## EXERCISE DETAILS
Scan the entries below and extract each line with the word "jersey" in it.

## DATA EXTRACT
##########
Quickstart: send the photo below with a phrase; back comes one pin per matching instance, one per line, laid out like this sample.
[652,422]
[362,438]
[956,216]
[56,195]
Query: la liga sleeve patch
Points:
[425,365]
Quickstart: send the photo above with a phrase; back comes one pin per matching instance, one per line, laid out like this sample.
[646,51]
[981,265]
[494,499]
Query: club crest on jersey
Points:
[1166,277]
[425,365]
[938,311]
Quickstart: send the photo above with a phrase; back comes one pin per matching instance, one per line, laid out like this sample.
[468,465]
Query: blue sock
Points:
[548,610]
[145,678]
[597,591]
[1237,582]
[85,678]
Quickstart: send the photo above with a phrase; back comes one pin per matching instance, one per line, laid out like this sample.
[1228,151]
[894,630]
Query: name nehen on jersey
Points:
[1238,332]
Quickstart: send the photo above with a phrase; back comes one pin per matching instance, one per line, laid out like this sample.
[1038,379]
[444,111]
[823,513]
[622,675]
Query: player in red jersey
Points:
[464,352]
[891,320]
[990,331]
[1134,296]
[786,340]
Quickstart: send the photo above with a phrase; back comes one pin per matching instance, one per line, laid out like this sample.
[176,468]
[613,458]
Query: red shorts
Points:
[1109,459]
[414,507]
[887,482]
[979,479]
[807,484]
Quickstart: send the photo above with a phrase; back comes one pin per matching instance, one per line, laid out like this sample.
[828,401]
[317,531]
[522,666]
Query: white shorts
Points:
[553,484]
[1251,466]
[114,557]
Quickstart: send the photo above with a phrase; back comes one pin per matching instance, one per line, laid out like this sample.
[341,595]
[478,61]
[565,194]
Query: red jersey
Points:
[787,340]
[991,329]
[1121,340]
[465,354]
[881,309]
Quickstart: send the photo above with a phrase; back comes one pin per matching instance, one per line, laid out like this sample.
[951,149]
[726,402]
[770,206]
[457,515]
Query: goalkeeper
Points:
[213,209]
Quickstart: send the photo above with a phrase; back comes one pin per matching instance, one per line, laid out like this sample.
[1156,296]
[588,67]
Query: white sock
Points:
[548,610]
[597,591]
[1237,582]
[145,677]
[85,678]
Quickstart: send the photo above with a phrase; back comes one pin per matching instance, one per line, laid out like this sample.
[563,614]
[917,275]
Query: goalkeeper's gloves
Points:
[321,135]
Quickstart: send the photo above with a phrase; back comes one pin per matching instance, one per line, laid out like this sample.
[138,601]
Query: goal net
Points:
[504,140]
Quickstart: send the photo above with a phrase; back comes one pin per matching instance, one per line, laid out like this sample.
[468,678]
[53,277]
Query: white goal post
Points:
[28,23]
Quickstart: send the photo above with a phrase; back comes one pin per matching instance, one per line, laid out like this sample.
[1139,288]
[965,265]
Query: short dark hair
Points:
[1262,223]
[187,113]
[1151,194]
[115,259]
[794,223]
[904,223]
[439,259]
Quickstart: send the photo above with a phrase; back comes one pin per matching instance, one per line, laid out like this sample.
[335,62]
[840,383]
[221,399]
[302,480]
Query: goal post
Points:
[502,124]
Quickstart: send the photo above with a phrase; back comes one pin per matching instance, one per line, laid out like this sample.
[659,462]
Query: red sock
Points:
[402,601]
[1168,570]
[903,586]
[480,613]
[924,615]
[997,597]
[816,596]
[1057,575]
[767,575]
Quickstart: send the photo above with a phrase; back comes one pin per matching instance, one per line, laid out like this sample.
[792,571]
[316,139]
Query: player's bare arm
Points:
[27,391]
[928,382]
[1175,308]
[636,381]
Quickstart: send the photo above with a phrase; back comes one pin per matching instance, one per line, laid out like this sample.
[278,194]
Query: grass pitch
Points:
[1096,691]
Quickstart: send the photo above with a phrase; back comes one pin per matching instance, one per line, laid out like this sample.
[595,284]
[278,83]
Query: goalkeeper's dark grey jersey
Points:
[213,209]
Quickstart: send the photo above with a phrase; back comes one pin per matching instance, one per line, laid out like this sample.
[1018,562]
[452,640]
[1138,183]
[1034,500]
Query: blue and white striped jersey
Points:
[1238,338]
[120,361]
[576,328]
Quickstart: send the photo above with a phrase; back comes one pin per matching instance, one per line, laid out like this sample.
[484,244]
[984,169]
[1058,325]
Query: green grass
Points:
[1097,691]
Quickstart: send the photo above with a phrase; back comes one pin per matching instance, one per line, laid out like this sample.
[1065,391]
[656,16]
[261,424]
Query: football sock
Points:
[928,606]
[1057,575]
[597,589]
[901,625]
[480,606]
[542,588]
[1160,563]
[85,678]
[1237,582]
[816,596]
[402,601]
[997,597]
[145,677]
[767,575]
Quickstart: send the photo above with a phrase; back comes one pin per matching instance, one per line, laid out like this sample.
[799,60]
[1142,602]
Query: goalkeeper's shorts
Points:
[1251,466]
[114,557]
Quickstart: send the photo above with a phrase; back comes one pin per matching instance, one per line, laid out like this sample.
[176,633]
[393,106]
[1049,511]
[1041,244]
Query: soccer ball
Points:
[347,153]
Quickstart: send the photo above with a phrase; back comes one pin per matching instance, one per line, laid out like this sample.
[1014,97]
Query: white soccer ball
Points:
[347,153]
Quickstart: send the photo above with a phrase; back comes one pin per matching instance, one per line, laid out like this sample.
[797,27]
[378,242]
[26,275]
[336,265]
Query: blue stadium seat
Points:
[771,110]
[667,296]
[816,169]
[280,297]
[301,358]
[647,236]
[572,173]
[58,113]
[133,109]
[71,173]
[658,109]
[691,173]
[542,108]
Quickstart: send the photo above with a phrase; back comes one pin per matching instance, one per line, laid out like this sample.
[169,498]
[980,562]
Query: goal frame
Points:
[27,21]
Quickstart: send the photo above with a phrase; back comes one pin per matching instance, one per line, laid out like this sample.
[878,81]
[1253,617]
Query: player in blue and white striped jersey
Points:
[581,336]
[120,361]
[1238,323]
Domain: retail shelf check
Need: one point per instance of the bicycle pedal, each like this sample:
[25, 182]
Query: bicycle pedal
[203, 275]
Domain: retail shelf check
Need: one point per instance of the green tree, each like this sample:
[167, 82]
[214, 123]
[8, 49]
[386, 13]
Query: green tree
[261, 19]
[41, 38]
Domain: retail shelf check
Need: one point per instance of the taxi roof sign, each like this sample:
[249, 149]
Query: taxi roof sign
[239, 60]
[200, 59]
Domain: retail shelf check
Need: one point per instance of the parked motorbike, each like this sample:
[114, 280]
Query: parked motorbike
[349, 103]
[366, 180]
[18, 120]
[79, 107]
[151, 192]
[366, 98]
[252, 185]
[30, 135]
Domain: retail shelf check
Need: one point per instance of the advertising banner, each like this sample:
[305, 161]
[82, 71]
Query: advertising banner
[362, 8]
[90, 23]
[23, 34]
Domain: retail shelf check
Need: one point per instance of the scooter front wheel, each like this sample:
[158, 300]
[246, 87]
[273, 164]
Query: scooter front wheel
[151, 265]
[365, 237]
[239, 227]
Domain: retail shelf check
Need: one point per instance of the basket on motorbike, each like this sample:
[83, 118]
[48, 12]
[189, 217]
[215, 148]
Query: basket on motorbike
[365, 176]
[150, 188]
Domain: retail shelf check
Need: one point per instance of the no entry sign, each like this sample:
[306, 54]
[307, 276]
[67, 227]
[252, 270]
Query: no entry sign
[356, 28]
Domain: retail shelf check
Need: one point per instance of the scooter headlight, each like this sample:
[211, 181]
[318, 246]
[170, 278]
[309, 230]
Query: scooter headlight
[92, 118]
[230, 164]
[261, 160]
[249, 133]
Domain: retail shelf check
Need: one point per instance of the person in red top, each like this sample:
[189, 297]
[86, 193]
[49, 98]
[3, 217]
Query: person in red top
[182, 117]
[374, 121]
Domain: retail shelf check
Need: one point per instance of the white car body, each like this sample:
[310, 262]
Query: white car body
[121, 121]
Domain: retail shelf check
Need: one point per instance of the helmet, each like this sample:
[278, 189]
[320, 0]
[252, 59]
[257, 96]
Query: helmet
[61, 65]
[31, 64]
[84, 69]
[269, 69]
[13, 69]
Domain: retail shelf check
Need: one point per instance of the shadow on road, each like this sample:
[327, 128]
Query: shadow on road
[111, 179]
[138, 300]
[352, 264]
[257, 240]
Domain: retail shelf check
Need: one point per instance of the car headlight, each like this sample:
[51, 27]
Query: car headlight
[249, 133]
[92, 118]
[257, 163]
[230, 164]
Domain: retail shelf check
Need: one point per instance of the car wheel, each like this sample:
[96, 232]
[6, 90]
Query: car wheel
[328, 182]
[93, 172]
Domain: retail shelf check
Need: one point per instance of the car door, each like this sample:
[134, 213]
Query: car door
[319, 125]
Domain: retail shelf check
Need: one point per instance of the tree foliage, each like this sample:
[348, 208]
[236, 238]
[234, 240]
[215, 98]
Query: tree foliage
##########
## RESULT OF THIS EXERCISE
Query: club crest on jersey
Query: name nehen on jersey
Query: player in red jersey
Query: red jersey
Query: goalkeeper's dark grey jersey
Query: blue and white striped jersey
Query: player in blue and white striped jersey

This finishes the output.